Repeat exactly the opening lines of the records, ending with the line that contains "Query: small bush".

** Opening Supplied data block **

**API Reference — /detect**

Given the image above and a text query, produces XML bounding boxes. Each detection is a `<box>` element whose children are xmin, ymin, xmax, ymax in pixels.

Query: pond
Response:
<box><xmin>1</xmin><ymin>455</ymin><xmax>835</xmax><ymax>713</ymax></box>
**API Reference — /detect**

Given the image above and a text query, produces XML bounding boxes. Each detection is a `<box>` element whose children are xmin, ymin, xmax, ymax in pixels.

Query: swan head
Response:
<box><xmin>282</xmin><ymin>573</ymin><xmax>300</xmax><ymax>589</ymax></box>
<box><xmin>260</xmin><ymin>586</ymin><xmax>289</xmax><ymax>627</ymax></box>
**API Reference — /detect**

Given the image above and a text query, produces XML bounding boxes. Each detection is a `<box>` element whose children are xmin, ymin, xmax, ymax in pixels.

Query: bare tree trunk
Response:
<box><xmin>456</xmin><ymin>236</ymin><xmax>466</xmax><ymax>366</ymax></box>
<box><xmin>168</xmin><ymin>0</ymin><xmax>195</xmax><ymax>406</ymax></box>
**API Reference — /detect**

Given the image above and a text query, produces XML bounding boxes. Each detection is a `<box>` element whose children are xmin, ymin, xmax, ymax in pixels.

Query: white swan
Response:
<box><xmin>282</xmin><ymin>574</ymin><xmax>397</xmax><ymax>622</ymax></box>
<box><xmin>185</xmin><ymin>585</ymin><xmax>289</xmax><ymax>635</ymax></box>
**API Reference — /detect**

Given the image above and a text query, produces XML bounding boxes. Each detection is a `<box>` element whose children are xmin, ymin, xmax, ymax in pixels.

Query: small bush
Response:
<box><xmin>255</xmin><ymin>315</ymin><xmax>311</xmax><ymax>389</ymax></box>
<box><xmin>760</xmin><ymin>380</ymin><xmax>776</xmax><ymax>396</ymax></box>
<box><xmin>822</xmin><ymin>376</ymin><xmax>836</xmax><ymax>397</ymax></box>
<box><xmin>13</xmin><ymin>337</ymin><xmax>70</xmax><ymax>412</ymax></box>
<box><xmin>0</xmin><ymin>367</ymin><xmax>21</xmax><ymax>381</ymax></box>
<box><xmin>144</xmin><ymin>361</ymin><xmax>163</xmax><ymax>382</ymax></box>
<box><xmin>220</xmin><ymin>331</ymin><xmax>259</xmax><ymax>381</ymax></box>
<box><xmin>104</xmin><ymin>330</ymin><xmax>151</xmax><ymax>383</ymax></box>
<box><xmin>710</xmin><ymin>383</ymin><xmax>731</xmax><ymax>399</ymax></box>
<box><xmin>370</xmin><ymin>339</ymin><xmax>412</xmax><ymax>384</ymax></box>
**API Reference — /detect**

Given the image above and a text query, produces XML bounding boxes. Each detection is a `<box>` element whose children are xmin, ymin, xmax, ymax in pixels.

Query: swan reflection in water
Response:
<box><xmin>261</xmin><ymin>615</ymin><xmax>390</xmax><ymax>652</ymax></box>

** Closing Supplied data block **

▶ **Written solution**
**API Reference — /detect**

Given the image above and a text query, produces XML bounding boxes. Each detection is a `<box>` element whose children are xmin, ymin, xmax, ymax in pixels.

Query: pond
Response:
<box><xmin>1</xmin><ymin>455</ymin><xmax>835</xmax><ymax>713</ymax></box>
**API Reference — /detect**

Given the image above and a text query, produces XML bounding boxes. Each detection is a `<box>` element whose children are xmin, ymin, xmax, ymax in pixels.

Query: swan head
Response:
<box><xmin>282</xmin><ymin>573</ymin><xmax>300</xmax><ymax>589</ymax></box>
<box><xmin>260</xmin><ymin>586</ymin><xmax>289</xmax><ymax>627</ymax></box>
**API Reference — /detect**

Given the image above and a text query, produces XML bounding boxes. Each detection is a `<box>` element whose children are xmin, ymin, xmax, ymax in pixels.

Query: bare tree trunk
Response:
<box><xmin>456</xmin><ymin>236</ymin><xmax>466</xmax><ymax>366</ymax></box>
<box><xmin>168</xmin><ymin>0</ymin><xmax>195</xmax><ymax>406</ymax></box>
**API Reference — /detect**

Given the image above and a text query, produces XML bounding boxes. Each detection is a `<box>` element whose children are xmin, ymin, xmax, ymax in pixels.

Query: white swan
Response:
<box><xmin>282</xmin><ymin>574</ymin><xmax>397</xmax><ymax>622</ymax></box>
<box><xmin>185</xmin><ymin>585</ymin><xmax>289</xmax><ymax>635</ymax></box>
**API Reference — /detect**

Given the image above and a text query, produces XML bounding boxes. Each detection is a `<box>` element whose children are xmin, ymin, xmax, ymax in pixels.

Query: small bush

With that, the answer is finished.